## PASSAGE GIVEN
You are viewing a plain text version of this content. The canonical link for it is here.

Posted to user@spark.apache.org by Harit Vishwakarma <ha...@gmail.com> on 2015/07/17 13:03:10 UTC

Spark APIs memory usage?

Hi,

I used createDataFrame API of SqlContext in python. and getting
OutOfMemoryException. I am wondering if it is creating whole dataFrame in
memory?
I did not find any documentation describing memory usage of Spark APIs.
Documentation given is nice but little more details (specially on memory
usage/ data distribution etc.) will really help.

-- 
Regards
Harit Vishwakarma

Re: Spark APIs memory usage?

Posted by Akhil Das <ak...@sigmoidanalytics.com>.

This is what happens when you create a DataFrame
<https://github.com/apache/spark/blob/master/sql/core/src/main/scala/org/apache/spark/sql/SQLContext.scala#L430>,
in your case, rdd1.values.flatMap(fun) will be executed
<https://github.com/apache/spark/blob/master/sql/core/src/main/scala/org/apache/spark/sql/DataFrame.scala#L127>
when you create the df. Can you check just rdd1.values.flatMap(fun).count()
or a save just to see it executes without any problems.

Thanks
Best Regards

On Sat, Jul 18, 2015 at 2:27 PM, Harit Vishwakarma <
harit.vishwakarma@gmail.com> wrote:

> Even if I remove numpy calls. (no matrices loaded), Same exception is
> coming.
> Can anyone tell what createDataFrame does internally? Are there any
> alternatives for it?
>
> On Fri, Jul 17, 2015 at 6:43 PM, Akhil Das <ak...@sigmoidanalytics.com>
> wrote:
>
>> I suspect its the numpy filling up Memory.

## STATED EXERCISE A
Return the passage of the Spark memory thread starting at "Re: Spark APIs" and ending at "check just rdd1.values.flatMap(fun).count()", copying it verbatim.
## STATED EXERCISE B
Answer these questions using the Spark memory thread:
(i) Which SqlContext API did the original poster use in Python?
(ii) What exception did the original poster report?
(iii) In the earliest quoted reply, what does Akhil Das suspect is filling up memory?
## STATED EXERCISE C
Extend the Spark memory thread, continuing after its final quoted sentence.
The lines that come after this thread are not needed.

## RECORDS SUPPLIED
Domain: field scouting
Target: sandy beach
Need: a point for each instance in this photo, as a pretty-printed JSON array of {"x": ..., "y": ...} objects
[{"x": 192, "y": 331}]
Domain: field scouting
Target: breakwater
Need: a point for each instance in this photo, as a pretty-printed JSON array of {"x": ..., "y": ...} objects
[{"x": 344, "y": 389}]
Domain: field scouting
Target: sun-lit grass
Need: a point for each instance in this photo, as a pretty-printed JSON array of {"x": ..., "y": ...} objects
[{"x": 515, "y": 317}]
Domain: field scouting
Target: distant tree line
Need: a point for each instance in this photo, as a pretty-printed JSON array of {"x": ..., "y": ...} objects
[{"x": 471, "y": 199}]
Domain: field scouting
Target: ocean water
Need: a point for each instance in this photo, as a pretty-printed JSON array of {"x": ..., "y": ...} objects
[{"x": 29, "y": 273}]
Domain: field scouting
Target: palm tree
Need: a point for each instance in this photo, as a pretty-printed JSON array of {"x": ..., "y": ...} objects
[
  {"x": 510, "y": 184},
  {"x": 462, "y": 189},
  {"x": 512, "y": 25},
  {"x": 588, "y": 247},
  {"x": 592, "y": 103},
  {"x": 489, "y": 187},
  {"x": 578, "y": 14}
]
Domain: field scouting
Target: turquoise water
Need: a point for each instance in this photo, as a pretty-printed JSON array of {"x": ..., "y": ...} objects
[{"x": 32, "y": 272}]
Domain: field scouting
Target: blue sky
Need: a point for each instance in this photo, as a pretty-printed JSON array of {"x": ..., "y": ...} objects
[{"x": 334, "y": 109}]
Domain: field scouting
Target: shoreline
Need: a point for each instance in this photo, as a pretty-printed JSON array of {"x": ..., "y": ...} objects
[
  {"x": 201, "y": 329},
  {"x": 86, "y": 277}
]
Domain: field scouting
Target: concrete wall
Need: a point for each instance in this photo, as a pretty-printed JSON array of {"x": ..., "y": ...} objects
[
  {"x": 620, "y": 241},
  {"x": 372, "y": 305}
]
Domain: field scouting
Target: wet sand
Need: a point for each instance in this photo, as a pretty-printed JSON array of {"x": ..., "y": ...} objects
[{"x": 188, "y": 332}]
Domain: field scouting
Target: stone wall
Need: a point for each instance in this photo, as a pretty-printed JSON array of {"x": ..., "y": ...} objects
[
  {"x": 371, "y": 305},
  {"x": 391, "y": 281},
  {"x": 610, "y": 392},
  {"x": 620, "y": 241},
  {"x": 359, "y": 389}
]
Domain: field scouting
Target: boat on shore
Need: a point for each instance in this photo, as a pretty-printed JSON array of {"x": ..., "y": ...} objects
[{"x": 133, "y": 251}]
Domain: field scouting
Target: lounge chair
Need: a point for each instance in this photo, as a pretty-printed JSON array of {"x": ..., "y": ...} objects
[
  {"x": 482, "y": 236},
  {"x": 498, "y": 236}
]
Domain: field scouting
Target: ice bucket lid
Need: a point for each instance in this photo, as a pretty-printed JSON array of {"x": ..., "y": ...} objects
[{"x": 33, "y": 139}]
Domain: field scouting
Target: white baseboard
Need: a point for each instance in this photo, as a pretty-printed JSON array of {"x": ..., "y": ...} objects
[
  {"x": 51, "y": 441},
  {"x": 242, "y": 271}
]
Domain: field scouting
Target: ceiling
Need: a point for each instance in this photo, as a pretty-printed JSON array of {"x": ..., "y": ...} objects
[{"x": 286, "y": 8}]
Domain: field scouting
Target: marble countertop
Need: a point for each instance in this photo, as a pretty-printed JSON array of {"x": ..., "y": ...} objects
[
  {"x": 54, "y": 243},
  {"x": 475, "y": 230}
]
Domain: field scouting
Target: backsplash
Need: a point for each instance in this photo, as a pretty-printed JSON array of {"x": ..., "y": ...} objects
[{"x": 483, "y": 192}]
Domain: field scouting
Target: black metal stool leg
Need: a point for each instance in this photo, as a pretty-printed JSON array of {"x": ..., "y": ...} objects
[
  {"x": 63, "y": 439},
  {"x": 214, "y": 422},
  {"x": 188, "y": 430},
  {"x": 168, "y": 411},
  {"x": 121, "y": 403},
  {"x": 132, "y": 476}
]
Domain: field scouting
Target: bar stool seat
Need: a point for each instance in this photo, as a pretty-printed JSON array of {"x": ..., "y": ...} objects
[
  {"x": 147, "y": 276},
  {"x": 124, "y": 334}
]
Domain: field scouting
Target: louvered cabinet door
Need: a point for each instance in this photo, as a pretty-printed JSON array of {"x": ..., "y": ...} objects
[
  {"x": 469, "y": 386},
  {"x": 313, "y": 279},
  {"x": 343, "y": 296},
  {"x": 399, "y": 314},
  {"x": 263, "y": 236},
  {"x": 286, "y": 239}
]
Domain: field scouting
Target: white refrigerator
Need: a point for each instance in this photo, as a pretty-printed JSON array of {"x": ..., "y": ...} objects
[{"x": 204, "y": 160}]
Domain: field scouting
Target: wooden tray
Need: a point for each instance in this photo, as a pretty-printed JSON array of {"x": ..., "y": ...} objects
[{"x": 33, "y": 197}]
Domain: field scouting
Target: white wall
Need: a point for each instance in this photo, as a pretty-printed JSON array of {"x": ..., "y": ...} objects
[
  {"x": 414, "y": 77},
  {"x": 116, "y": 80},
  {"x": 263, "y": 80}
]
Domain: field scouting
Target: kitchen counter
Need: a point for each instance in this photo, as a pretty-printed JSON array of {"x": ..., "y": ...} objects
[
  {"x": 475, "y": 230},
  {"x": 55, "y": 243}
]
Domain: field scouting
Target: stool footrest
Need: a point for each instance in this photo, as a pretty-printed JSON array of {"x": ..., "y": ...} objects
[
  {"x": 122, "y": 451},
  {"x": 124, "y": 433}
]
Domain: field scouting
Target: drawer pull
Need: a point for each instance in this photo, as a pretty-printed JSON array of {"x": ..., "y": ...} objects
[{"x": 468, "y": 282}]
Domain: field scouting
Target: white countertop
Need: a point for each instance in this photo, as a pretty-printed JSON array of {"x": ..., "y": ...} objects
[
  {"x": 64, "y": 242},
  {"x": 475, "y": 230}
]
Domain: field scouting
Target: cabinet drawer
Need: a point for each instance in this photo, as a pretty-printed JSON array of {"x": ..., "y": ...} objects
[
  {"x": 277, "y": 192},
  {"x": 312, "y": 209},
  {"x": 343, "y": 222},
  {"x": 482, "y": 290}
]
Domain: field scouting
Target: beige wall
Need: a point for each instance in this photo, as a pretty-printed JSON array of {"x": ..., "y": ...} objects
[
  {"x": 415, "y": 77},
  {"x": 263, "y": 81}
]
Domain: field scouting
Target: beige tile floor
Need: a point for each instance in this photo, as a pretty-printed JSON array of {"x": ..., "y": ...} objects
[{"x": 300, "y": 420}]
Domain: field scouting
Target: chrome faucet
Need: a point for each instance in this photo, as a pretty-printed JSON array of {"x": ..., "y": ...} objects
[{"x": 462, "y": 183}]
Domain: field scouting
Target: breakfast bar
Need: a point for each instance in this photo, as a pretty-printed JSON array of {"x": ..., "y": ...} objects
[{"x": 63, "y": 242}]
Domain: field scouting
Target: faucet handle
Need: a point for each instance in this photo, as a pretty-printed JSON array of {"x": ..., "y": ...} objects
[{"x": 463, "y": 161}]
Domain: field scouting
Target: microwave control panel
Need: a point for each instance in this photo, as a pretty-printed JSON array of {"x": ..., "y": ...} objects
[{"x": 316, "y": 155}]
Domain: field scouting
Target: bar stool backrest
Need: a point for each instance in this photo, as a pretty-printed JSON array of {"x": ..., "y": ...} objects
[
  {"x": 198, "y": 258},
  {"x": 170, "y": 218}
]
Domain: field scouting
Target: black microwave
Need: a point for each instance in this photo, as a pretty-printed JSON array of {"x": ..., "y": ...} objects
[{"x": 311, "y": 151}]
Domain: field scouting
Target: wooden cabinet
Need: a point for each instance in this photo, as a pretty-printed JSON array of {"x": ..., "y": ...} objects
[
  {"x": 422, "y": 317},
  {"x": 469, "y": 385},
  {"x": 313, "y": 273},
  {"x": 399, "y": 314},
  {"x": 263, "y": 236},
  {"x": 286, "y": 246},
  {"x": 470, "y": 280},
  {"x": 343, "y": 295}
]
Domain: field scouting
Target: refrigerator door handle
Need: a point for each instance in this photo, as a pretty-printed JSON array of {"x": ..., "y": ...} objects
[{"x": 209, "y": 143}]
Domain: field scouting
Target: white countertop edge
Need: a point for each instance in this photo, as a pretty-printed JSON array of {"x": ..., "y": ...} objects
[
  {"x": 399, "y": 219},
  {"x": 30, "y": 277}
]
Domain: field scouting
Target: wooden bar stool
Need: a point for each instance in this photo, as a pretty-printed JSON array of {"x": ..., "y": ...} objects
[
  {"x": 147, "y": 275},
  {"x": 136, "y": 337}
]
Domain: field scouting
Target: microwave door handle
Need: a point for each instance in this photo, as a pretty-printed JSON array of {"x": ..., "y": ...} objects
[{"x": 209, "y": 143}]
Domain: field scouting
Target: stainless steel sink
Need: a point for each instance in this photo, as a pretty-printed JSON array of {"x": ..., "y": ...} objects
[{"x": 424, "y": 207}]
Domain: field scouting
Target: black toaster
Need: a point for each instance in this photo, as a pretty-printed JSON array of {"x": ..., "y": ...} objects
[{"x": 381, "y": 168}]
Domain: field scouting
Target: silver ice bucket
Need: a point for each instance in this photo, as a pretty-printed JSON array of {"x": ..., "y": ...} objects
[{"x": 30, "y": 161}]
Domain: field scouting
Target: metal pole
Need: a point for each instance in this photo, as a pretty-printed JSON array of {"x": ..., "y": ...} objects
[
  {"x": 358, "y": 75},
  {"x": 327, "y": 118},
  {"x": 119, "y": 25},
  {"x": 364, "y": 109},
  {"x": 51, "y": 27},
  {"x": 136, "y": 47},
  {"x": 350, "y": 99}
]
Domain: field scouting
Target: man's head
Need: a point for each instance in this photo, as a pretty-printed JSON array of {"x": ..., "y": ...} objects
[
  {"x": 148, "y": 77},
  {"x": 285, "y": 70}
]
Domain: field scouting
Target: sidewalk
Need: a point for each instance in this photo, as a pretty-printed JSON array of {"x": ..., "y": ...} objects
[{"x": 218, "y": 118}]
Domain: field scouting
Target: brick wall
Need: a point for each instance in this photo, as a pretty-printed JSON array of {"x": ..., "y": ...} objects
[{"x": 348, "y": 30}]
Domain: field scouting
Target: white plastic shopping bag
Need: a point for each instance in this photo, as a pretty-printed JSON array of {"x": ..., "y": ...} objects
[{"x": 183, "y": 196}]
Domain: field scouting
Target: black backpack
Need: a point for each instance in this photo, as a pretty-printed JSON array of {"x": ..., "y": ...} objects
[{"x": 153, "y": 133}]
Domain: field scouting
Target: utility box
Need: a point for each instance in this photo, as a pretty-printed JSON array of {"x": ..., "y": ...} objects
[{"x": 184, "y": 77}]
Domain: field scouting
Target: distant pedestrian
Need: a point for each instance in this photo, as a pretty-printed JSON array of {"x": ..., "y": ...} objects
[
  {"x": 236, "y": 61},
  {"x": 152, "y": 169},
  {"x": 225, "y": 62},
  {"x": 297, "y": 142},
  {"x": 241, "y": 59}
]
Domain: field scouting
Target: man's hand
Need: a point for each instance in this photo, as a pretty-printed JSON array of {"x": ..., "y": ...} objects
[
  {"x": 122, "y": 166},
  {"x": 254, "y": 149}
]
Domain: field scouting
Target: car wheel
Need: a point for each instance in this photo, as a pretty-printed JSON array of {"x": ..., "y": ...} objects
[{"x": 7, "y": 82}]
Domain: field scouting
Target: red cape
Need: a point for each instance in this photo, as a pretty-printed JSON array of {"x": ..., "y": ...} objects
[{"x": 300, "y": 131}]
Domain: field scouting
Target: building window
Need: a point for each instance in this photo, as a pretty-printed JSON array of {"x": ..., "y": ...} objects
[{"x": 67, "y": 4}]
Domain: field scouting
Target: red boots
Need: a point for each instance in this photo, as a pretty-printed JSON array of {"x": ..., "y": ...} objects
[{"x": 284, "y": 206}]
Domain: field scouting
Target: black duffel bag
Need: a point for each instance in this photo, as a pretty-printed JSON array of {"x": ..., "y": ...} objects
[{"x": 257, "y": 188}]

## EXERCISE RESULT A
Re: Spark APIs memory usage?

Posted by Akhil Das <ak...@sigmoidanalytics.com>.

This is what happens when you create a DataFrame
<https://github.com/apache/spark/blob/master/sql/core/src/main/scala/org/apache/spark/sql/SQLContext.scala#L430>,
in your case, rdd1.values.flatMap(fun) will be executed
<https://github.com/apache/spark/blob/master/sql/core/src/main/scala/org/apache/spark/sql/DataFrame.scala#L127>
when you create the df. Can you check just rdd1.values.flatMap(fun).count()

## EXERCISE RESULT B
(i) createDataFrame
(ii) OutOfMemoryException
(iii) numpy

## EXERCISE RESULT C
>>
>> Thanks
>> Best Regards
>>
>> On Fri, Jul 17, 2015 at 5:46 PM, Harit Vishwakarma <
>> harit.vishwakarma@gmail.com> wrote:
>>
>>> 1. load 3 matrices of size ~ 10000 X 10000 using numpy.
>>> 2. rdd2 = rdd1.values().flatMap( fun )  # rdd1 has roughly 10^7 tuples
>>> 3. df = sqlCtx.createDataFrame(rdd2)
>>> 4. df.save() # in parquet format
>>>
>>> It throws exception in createDataFrame() call. I don't know what exactly
>>> it is creating ? everything in memory? or can I make it to persist
>>> simultaneously while getting created.
>>>
>>> Thanks
>>>
>>>
>>> On Fri, Jul 17, 2015 at 5:16 PM, Akhil Das <ak...@sigmoidanalytics.com>
>>> wrote:
>>>
>>>> Can you paste the code? How much memory does your system have and how
>>>> big is your dataset? Did you try df.persist(StorageLevel.MEMORY_AND_DISK)?
>>>>
>>>> Thanks
>>>> Best Regards
>>>>
>>>> On Fri, Jul 17, 2015 at 5:14 PM, Harit Vishwakarma <
>>>> harit.vishwakarma@gmail.com> wrote:
>>>>
>>>>> Thanks,
>>>>> Code is running on a single machine.
>>>>> And it still doesn't answer my question.
>>>>>
>>>>> On Fri, Jul 17, 2015 at 4:52 PM, ayan guha <gu...@gmail.com>
>>>>> wrote:
>>>>>
>>>>>> You can bump up number of partitions while creating the rdd you are
>>>>>> using for df
>>>>>> On 17 Jul 2015 21:03, "Harit Vishwakarma" <
>>>>>> harit.vishwakarma@gmail.com> wrote:
>>>>>>
>>>>>>> Hi,
>>>>>>>
>>>>>>> I used createDataFrame API of SqlContext in python. and getting
>>>>>>> OutOfMemoryException. I am wondering if it is creating whole dataFrame in
>>>>>>> memory?
>>>>>>> I did not find any documentation describing memory usage of Spark
>>>>>>> APIs.
>>>>>>> Documentation given is nice but little more details (specially on
>>>>>>> memory usage/ data distribution etc.) will really help.
>>>>>>>
>>>>>>> --
>>>>>>> Regards
>>>>>>> Harit Vishwakarma
>>>>>>>
>>>>>>>
>>>>>
>>>>>
>>>>> --
>>>>> Regards
>>>>> Harit Vishwakarma
>>>>>
>>>>>
>>>>
>>>
>>>
>>> --
>>> Regards
>>> Harit Vishwakarma
>>>
>>>
>>
>
>
> --
> Regards
> Harit Vishwakarma
>
>

Re: Spark APIs memory usage?

Posted by Harit Vishwakarma <ha...@gmail.com>.

Even if I remove numpy calls. (no matrices loaded), Same exception is
coming.
Can anyone tell what createDataFrame does internally? Are there any
alternatives for it?

On Fri, Jul 17, 2015 at 6:43 PM, Akhil Das <ak...@sigmoidanalytics.com>
wrote:

> I suspect its the numpy filling up Memory.
>
> Thanks
> Best Regards
>
> On Fri, Jul 17, 2015 at 5:46 PM, Harit Vishwakarma <
> harit.vishwakarma@gmail.com> wrote:
>
>> 1. load 3 matrices of size ~ 10000 X 10000 using numpy.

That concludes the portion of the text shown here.